─── Material to process ───

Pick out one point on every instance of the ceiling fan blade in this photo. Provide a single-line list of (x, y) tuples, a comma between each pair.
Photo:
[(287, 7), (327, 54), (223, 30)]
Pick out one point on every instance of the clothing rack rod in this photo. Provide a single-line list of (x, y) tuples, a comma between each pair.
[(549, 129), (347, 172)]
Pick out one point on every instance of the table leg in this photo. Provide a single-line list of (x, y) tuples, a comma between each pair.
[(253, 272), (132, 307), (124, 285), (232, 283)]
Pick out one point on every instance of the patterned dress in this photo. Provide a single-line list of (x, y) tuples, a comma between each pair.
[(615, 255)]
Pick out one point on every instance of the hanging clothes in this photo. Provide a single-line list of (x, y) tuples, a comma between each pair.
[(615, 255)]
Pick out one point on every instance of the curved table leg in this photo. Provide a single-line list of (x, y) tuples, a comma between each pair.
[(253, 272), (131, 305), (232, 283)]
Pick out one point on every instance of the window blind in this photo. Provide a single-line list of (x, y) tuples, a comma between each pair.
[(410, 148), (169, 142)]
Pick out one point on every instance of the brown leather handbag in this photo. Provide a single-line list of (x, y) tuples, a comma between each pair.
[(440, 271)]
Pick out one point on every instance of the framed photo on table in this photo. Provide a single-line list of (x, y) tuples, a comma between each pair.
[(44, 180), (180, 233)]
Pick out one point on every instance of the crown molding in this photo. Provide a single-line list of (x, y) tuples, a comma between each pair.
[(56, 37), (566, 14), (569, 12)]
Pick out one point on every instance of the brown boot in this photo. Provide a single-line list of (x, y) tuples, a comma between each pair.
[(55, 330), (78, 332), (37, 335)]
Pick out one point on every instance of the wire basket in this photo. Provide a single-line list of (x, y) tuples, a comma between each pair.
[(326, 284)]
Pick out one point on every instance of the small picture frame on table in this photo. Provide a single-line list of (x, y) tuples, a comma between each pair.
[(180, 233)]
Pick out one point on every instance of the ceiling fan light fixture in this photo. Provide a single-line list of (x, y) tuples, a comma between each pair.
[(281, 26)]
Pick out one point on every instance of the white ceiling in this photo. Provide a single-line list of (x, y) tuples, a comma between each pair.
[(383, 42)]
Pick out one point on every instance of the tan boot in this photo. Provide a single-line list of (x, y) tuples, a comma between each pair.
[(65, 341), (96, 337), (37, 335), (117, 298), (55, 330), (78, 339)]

───

** Problem statement **
Copy the listing above line for line, without any changes.

** Correct output **
Pick out one point on every instance of the ceiling fan blade in this photo. Provide a single-line list of (x, y) tuples, a comma between each pair.
Photo:
[(287, 7), (327, 54), (223, 30)]
Pick out one point on every instance of the clothing rack rod in this photo. Provide a single-line list of (x, y) tuples, a comma between each pair.
[(549, 129), (347, 172)]
Pick out one point on every instance of the table leg in this photo. Provide a single-line list of (x, y) tuples, a comma between each pair.
[(253, 272), (132, 307), (124, 285), (232, 283)]
Pick out one point on every instance of the patterned dress in this photo. Provide a single-line list of (x, y) tuples, a comma between each pair.
[(615, 255)]
Pick out one point on every instance of the hanging clothes in this photo. Provide a single-line list of (x, y) tuples, a comma between each pair.
[(615, 255)]
Pick out one point on every instance of the curved table leg in this photo. Provide a single-line list of (x, y) tuples, a comma between each pair.
[(253, 272), (131, 305), (232, 283)]
Pick out one point on every instance of the window blind in this photo. Provide a single-line list of (x, y) tuples, a comma between each pair.
[(410, 148), (169, 142)]
Pick out one point on every instance of the brown leather handbag in this photo. Provide a single-line list of (x, y) tuples, a comma between each pair.
[(440, 271)]
Pick out one point on every instance of the framed photo on table in this photo. Provide a single-line list of (x, y) tuples, a comma between each pair.
[(44, 180), (180, 233)]
Pick out one point on every instance of the crown molding in this photo. Provide a single-line list of (x, y) tuples, a comma between each pair.
[(56, 37), (566, 14), (569, 12)]
Pick out one point on every instance of the brown boot in this photo. Provide a single-line list of (x, y) tuples, a comma between each pair.
[(55, 330), (78, 332), (37, 335)]
Pick out one point on every instance of the wire basket in this photo. Provide a single-line list of (x, y) tuples, a comma between each pair.
[(326, 284)]
Pick out one point on every instance of the small picture frame on table in this photo. Provide a single-line list of (x, y) tuples, a comma between each pair.
[(180, 233)]
Pick out one point on every instance of the ceiling fan light fixture in this photo. Provide a single-line list of (x, y) tuples, a comma between each pair.
[(281, 26)]
Pick out one point on every instance of the white ceiling in this photo. Provide a single-line list of (x, y) tuples, a comma between each pair.
[(383, 42)]
Pick out one point on every instance of the tan boot in this photo. Provide a single-line list of (x, y) tuples, a comma between each pair.
[(65, 341), (96, 337), (37, 335), (117, 298), (55, 330), (78, 339)]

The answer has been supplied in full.